-- Begin Material provided --

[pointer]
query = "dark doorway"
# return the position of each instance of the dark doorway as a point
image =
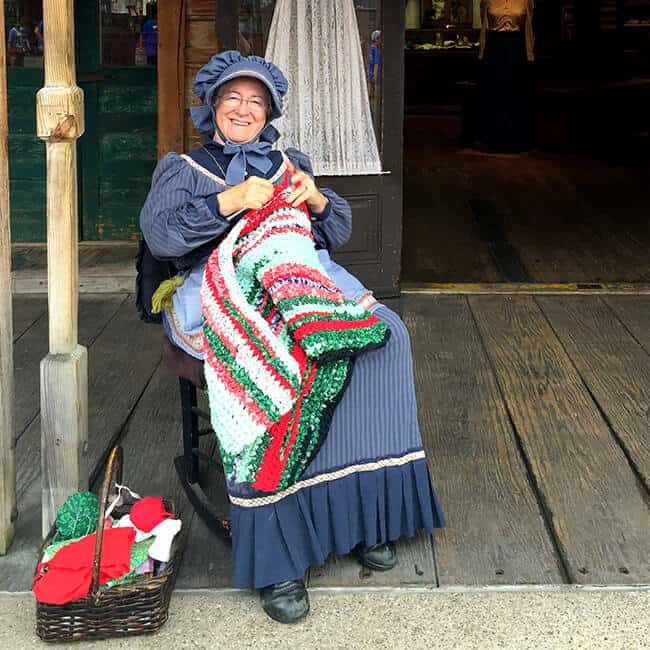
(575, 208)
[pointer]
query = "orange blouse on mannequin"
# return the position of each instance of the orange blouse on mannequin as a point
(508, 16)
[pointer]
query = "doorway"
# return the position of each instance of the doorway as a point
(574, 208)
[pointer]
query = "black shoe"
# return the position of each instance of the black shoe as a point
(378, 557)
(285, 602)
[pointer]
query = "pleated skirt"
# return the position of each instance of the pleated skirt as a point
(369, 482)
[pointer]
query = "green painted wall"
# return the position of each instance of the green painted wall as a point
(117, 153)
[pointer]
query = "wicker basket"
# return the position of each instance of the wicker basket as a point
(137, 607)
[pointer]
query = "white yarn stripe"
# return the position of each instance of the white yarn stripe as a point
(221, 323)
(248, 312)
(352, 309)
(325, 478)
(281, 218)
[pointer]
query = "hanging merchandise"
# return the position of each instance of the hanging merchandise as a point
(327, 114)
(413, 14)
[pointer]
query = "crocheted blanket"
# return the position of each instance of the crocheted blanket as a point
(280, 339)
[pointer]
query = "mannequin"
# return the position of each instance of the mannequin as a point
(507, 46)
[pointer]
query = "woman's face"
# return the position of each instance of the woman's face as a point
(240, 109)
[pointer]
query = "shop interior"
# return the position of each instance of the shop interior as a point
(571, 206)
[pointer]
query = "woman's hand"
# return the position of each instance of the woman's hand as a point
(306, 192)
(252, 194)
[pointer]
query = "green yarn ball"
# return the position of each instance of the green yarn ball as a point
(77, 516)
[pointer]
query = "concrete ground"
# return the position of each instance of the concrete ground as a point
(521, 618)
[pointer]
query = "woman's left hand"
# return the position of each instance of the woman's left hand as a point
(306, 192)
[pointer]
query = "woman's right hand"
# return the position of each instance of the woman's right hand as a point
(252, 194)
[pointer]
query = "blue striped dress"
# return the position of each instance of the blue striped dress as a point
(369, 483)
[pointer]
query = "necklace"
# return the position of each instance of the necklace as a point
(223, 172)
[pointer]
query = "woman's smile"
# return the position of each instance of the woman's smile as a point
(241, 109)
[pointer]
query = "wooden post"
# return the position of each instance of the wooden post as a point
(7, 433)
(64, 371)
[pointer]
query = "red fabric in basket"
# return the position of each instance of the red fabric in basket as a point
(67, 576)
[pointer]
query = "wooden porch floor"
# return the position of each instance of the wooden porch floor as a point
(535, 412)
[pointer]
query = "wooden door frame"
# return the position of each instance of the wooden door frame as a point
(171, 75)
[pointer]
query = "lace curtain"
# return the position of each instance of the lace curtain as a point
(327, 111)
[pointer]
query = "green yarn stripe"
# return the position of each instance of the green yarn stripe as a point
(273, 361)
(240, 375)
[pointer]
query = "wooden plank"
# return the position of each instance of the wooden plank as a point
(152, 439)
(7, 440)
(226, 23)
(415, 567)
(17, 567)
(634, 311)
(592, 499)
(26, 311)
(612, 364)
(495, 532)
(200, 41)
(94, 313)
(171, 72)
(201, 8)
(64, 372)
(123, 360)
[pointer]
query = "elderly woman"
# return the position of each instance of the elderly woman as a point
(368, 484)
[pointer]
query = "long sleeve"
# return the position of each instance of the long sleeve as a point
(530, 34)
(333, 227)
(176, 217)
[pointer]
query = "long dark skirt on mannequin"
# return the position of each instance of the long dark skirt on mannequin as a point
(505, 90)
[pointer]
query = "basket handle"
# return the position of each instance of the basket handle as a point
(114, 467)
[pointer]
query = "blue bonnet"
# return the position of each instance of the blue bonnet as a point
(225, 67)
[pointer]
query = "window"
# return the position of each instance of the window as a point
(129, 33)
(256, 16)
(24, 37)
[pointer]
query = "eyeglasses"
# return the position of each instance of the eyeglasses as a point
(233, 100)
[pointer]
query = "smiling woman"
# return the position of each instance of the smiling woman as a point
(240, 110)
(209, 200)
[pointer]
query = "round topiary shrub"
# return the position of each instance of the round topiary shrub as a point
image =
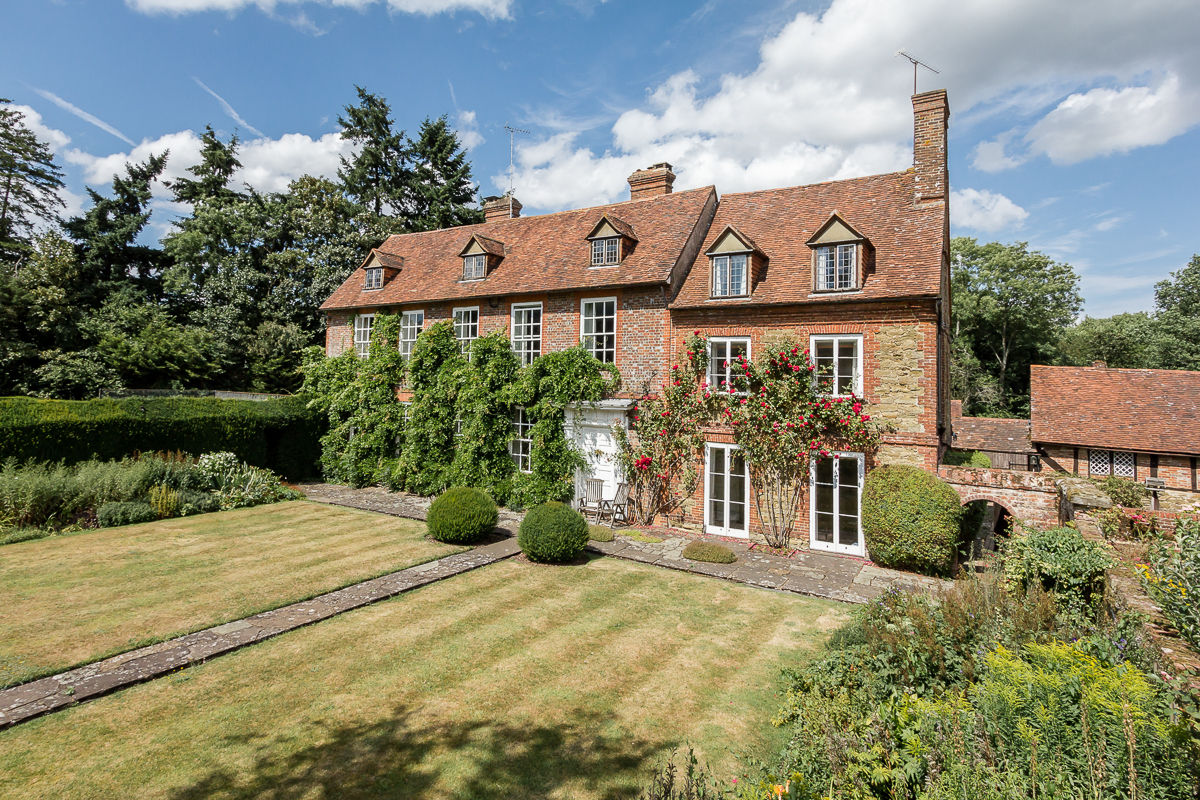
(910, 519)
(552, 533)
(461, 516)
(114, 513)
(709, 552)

-- End Material provided --

What is needed is an exact reproduction of the data, pictures excluded.

[pointer]
query = "dark doorway"
# return the position of each instance of the dark doorway as a point
image =
(575, 208)
[pointer]
query = "orange blouse on mannequin"
# return the position of each instance of the orange blouse on mannequin as a point
(508, 16)
[pointer]
query = "doorway"
# return the position of each instance of the doorway as a point
(574, 208)
[pointer]
query = "black shoe"
# return the position of each instance of the black shoe as a point
(378, 557)
(285, 602)
[pointer]
query = "pleated skirt"
# return the position of each instance of the pleated skirt as a point
(369, 482)
[pointer]
query = "green painted wall"
# return the position of each instance of the green painted wall as a point
(117, 153)
[pointer]
query = "wicker basket"
# return the position of each instance of the wicker basket as a point
(137, 607)
[pointer]
query = "white yarn stripe"
# return the position of each instance of the white yarn stripe as a point
(221, 323)
(248, 312)
(352, 309)
(325, 478)
(281, 218)
[pointer]
query = "hanging merchandise"
# return the position of each instance of the hanging merchandise as a point
(327, 114)
(413, 14)
[pointer]
query = "crocheted blanket"
# return the position of each instance of the crocheted blanket as a point
(280, 339)
[pointer]
query = "mannequin"
# return the position of each instance of the mannequin as a point
(507, 46)
[pointer]
query = "woman's face"
# return the position of each instance of the woman's face as a point
(240, 109)
[pointer]
query = "shop interior"
# return the position of each instance of the shop interior as a point
(571, 206)
[pointer]
query = "woman's hand"
# return the position of each instance of the woman's hand as a point
(306, 192)
(252, 194)
[pointer]
query = "green yarn ball"
# return the position of each instance of the green yarn ball as a point
(77, 516)
[pointer]
query = "concrete ground"
# return the position of each instance of the concrete ground as a point
(521, 618)
[pointer]
query = "woman's left hand"
# return the position of each instance of the woman's left hand as a point
(306, 192)
[pointer]
query = "woman's right hand"
# return the position of each instance of the woman's right hand as a point
(252, 194)
[pointer]
query = "blue striped dress"
# return the position of each instance of the blue striped dress as a point
(369, 483)
[pointer]
query = "necklace"
# return the position of each instance of the necklace as a point
(223, 172)
[pointer]
query = "woman's smile"
# return the position of each instance of the woman's smile as a point
(241, 109)
[pointer]
query = "wooden post"
# return the position of each instance of the wooden post as a point
(7, 433)
(64, 371)
[pointer]
query = "red fabric in basket"
# return the position of each instance of the red fabric in basket as a point
(67, 576)
[pointer]
query = "wooden porch floor"
# return the position of each instance of the wooden porch floor as a point
(535, 412)
[pointer]
query = "wooden door frame"
# return the position of each instance of the wooden door frame as a point
(171, 75)
[pointer]
query = "lace curtain"
# return the position of each instance of the lace curtain as a point
(327, 111)
[pointer]
query = "green yarn stripe"
# return the position of each instance of the green yarn stripe as a point
(273, 361)
(240, 375)
[pointer]
query = "wooden plank"
# return the position of each instance of the wooden plank as a point
(152, 439)
(7, 440)
(226, 23)
(415, 567)
(17, 567)
(634, 311)
(592, 499)
(26, 311)
(612, 364)
(495, 532)
(200, 41)
(94, 313)
(171, 72)
(201, 8)
(64, 372)
(123, 360)
[pointer]
query = "elderly woman"
# return the position of each instance of the elderly woman as a point
(368, 484)
[pointer]
query = "long sleeve"
# return the position of each instance of the long sleeve as a point
(530, 34)
(333, 227)
(176, 217)
[pointer]
query = "long dark skirt on mannequin"
# return the position of each instance of the long dark skirt on mannequin as a point
(505, 90)
[pointer]
query = "basket handle"
# return the position of each instance of the basket handle as a point
(114, 467)
[pointer]
query = "blue bonnet"
# return the position of each instance of the blue bonnet as a point
(225, 67)
[pointer]
query = "window"
# return the position of each instance of the window as a point
(129, 33)
(256, 16)
(24, 37)
[pointer]
query = "eyeglasses"
# return the position of each instance of the eyeglasses as a point
(233, 100)
[pointer]
query = "smiling woman"
# return the position of each instance of the smiling woman as a point
(240, 110)
(209, 200)
[pointer]
query = "round topiary shrub"
# return the position of each instance of the round topiary shrub as a point
image =
(910, 519)
(552, 533)
(461, 516)
(114, 513)
(709, 552)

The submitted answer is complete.